| 課題の内容 |
原文抜粋のうち、「Japan In-depth /」から「らかの違いがあるように思う。」までの部分を、両端も含めて一字一句違えずに書き出しなさい。

| 原文抜粋 |

━━━━━━━━━━━━━━━━━━━━

Japan In-depth / 2016年8月17日 21時15分

ドーピングの誘惑 選手の倫理観は無力

為末大(スポーツコメンテーター・(株)R.project取締役)

スポーツ仲裁裁判所が却下したので、ロシアは国家として正式に陸上競技に出場できなくなった。今や陸上だけではなく、ロシアの他の競技にも組織的ドーピングの疑いがかかっている。国としては自業自得という面もあるが、巻き込まれた選手にとってはたまったものではない。みんな五輪に出たくてたまらないはずだろう。

一方で出場を辞退しているアスリートも多い(テニス、ゴルフ)。 出たくてしょうがない選手、治安やジカ熱を懸念して出場を辞退する選手。興味深いのは辞退をしたアスリートが、プロ競技の選手であるということだ。彼らとしても五輪は重要なのだろうと思うけれども、いわゆるプロではない五輪競技ではまだ辞退者が出ていないことを考えると、五輪系競技とプロスポーツの間になんらかの違いがあるように思う。

プロスポーツというものはすでにそこに市場が存在している。プレイをするだけで、チームから、または大会から賞金が支払われる。もちろん、スポンサーからの収入も大きいが、彼らは日常的に試合が行われていてそれがメディアを通じて広く知らしめられている。だから仮に五輪に出場しなくても、露出の量にはさほど影響がないし、試合の賞金の面から考えても、スポンサーからの収入を考えても大した影響はないのだろうと思う。

また、プロ選手は、そもそも試合自体が世界中様々な国で行われるのもあって、生まれた国、住む国(試合数が多く年間の半分住まないことも多い)、試合する国、税金を収める国(これは最近は厳しいだろうが)がバラバラであることもある。プロは国家に縛られにくい。

五輪系競技も今では随分と稼げるようになっているが、競技から直接お金がもらえる仕組みがあるものはほとんどない。例えば比較的プロ化している陸上競技であっても、本当のトップ以外は賞金だけで食っていくのは難しい。私であれば、現役時代賞金はだいたい一試合で稼げる額が平均して3000-4000 ドル(当時のレートは120円程度)だった。この中からエージェントに支払い残りが手元に残る。賞金だけで言えば年間300万もあるかどうかだったと思う。私の世界ランキングは5-15位の間を行ったり来たりだった。

五輪系競技にとって大きいのは競技そのものから得られる金銭ではない。五輪や、世界大会で(アマチュア競技は日常の試合が露出されにくいために、五輪での結果の比重が相当大きい)結果を残し、その勝利と名誉を換金することで、スポンサーや国からなんらかの具体的なものが得られる。

━━━━━━━━━━━━━━━━━━━━

| 提供データ |

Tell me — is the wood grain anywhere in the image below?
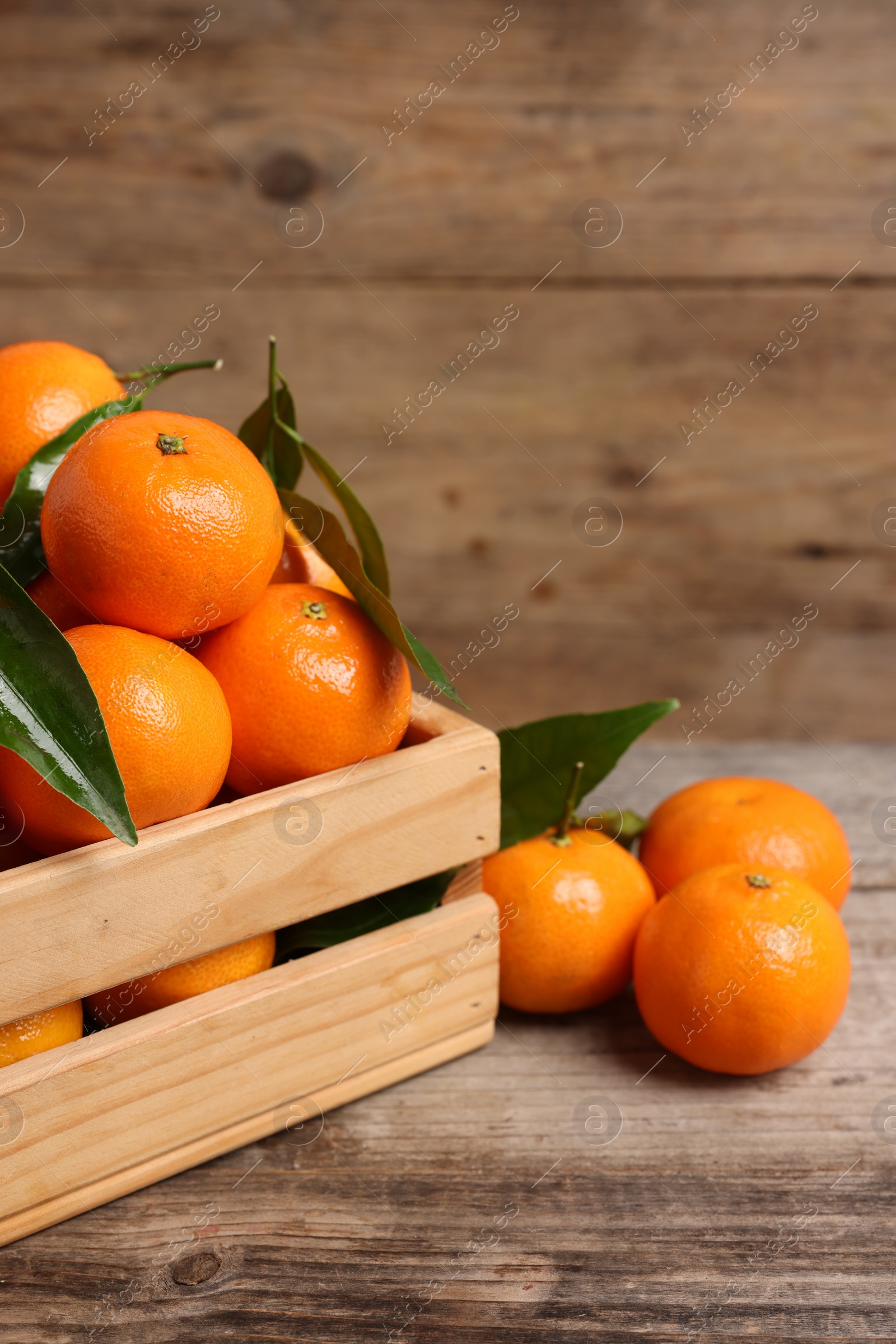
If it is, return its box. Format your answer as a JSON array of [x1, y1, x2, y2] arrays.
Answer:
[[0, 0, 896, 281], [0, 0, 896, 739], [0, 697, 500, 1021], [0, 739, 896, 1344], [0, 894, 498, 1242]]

━━━━━━━━━━━━━━━━━━━━

| 解答 |
Japan In-depth / 2016年8月17日 21時15分

ドーピングの誘惑 選手の倫理観は無力

為末大(スポーツコメンテーター・(株)R.project取締役)

スポーツ仲裁裁判所が却下したので、ロシアは国家として正式に陸上競技に出場できなくなった。今や陸上だけではなく、ロシアの他の競技にも組織的ドーピングの疑いがかかっている。国としては自業自得という面もあるが、巻き込まれた選手にとってはたまったものではない。みんな五輪に出たくてたまらないはずだろう。

一方で出場を辞退しているアスリートも多い(テニス、ゴルフ)。 出たくてしょうがない選手、治安やジカ熱を懸念して出場を辞退する選手。興味深いのは辞退をしたアスリートが、プロ競技の選手であるということだ。彼らとしても五輪は重要なのだろうと思うけれども、いわゆるプロではない五輪競技ではまだ辞退者が出ていないことを考えると、五輪系競技とプロスポーツの間になんらかの違いがあるように思う。